### Task set
[A] From the memorandum on low carbon feasibility, transcribe the passage from "Memorandum submitted by" to "and nuclear power.".
[B] In the memorandum on low carbon feasibility, what reduction in greenhouse gas emissions did the Royal Commission on Environmental Pollution say the UK would need, and by what year?

### Selected extract
— START —

Select Committee on Science and Technology Appendices to the Minutes of Evidence


Memorandum submitted by Professor Dennis Anderson, Director of the Imperial College Centre for Energy Policy and Technology

Is a Low Carbon Economy Technically Feasible?

  The answer to this question is yes. The much-cited study by the Royal Commission on Environmental Pollution (RCEP), as several of those providing testimony to the Committee have commented, did indeed argue that a 60% reduction in greenhouse gas emissions would be needed by 2050 if the UK is to be on course to help the world meet the challenge of climate change in the long-term. Less noticed, however, is that the RCEP also showed that such a target was technically feasible—through continued improvements in the efficiency with which energy is produced and used, and through using a mix of "intermittent" renewable energy, fossil fuels with carbon sequestration, and nuclear power.

— END —

### Extracted records
— START —

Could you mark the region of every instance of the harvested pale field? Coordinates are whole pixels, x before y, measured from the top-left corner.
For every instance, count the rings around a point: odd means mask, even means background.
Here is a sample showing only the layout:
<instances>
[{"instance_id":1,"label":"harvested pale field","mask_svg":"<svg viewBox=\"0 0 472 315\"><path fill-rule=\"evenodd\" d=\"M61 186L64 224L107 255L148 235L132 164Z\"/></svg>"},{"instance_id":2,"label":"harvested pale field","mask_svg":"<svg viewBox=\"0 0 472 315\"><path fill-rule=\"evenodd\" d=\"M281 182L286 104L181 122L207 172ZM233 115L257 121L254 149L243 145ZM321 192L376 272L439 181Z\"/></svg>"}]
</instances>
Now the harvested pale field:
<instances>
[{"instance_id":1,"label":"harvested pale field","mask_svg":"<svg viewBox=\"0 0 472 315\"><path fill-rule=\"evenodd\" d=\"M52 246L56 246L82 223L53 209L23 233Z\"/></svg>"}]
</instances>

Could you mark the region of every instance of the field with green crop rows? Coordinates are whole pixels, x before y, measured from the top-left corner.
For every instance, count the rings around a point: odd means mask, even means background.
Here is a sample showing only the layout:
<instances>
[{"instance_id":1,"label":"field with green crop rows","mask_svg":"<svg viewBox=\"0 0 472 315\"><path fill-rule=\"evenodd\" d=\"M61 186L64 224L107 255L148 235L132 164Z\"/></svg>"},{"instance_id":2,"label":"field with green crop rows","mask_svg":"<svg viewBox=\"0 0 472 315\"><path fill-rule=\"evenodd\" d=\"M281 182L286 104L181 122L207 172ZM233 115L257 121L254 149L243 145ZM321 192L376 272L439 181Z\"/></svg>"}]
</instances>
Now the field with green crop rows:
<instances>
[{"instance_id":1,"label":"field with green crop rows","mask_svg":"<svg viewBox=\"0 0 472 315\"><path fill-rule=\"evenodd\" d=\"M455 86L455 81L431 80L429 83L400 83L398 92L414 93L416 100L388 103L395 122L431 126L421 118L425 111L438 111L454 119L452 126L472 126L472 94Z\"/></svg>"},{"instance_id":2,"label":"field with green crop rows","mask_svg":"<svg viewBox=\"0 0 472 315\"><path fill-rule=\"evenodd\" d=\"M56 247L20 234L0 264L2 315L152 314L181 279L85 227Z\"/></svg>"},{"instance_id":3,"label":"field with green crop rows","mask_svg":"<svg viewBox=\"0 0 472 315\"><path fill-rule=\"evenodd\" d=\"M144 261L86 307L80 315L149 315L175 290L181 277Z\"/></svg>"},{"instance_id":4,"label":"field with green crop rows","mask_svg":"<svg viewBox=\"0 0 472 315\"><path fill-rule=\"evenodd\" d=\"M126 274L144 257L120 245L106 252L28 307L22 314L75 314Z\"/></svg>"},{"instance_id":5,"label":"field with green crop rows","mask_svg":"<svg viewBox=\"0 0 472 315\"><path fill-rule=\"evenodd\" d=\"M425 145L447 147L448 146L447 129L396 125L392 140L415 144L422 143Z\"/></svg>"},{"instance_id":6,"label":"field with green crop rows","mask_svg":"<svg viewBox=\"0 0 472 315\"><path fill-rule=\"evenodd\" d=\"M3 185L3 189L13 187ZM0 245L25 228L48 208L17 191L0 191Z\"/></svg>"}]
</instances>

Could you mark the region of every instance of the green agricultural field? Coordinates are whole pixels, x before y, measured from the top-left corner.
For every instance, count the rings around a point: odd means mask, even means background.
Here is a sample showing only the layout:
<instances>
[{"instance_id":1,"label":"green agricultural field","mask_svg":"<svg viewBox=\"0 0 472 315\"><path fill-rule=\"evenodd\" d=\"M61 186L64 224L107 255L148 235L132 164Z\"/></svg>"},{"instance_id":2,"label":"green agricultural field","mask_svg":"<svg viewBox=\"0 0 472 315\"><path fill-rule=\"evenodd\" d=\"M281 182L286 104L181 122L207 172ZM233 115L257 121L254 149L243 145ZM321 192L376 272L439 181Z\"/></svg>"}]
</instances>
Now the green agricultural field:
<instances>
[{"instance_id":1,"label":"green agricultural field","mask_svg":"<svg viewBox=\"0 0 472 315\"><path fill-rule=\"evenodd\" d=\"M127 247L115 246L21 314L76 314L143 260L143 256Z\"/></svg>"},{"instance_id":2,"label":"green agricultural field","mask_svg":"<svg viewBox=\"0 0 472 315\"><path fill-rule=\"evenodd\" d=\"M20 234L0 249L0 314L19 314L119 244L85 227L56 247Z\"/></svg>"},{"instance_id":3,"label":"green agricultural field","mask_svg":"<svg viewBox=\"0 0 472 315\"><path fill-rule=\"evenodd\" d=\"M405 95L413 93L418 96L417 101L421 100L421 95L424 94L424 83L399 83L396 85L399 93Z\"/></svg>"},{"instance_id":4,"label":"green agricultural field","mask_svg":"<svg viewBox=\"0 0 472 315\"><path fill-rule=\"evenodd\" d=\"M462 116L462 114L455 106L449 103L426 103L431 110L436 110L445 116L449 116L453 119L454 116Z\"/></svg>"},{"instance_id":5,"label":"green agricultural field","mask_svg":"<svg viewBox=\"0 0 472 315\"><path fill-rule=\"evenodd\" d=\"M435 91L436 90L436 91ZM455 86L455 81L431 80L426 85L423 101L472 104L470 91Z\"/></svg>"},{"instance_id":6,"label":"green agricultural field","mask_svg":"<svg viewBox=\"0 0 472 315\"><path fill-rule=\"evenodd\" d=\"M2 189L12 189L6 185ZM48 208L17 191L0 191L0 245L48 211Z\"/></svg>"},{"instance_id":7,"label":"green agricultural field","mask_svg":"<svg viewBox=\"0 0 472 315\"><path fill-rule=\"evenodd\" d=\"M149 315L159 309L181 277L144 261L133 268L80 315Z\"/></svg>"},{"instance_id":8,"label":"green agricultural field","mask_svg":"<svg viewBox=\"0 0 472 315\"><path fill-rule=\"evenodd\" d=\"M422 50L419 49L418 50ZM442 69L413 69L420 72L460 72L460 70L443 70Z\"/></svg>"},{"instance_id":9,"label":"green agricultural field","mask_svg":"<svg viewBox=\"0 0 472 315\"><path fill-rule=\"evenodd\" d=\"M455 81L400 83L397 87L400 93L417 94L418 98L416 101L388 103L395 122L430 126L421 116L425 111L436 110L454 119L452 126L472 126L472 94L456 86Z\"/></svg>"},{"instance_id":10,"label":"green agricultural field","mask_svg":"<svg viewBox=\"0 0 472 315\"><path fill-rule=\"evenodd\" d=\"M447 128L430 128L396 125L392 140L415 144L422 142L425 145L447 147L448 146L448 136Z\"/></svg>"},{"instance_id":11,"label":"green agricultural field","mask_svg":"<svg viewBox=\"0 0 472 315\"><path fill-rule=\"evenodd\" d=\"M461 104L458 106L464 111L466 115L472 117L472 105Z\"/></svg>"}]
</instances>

— END —

### Task-by-task results
[A]
Memorandum submitted by Professor Dennis Anderson, Director of the Imperial College Centre for Energy Policy and Technology

Is a Low Carbon Economy Technically Feasible?

  The answer to this question is yes. The much-cited study by the Royal Commission on Environmental Pollution (RCEP), as several of those providing testimony to the Committee have commented, did indeed argue that a 60% reduction in greenhouse gas emissions would be needed by 2050 if the UK is to be on course to help the world meet the challenge of climate change in the long-term. Less noticed, however, is that the RCEP also showed that such a target was technically feasible—through continued improvements in the efficiency with which energy is produced and used, and through using a mix of "intermittent" renewable energy, fossil fuels with carbon sequestration, and nuclear power.

[B] A 60% reduction by 2050.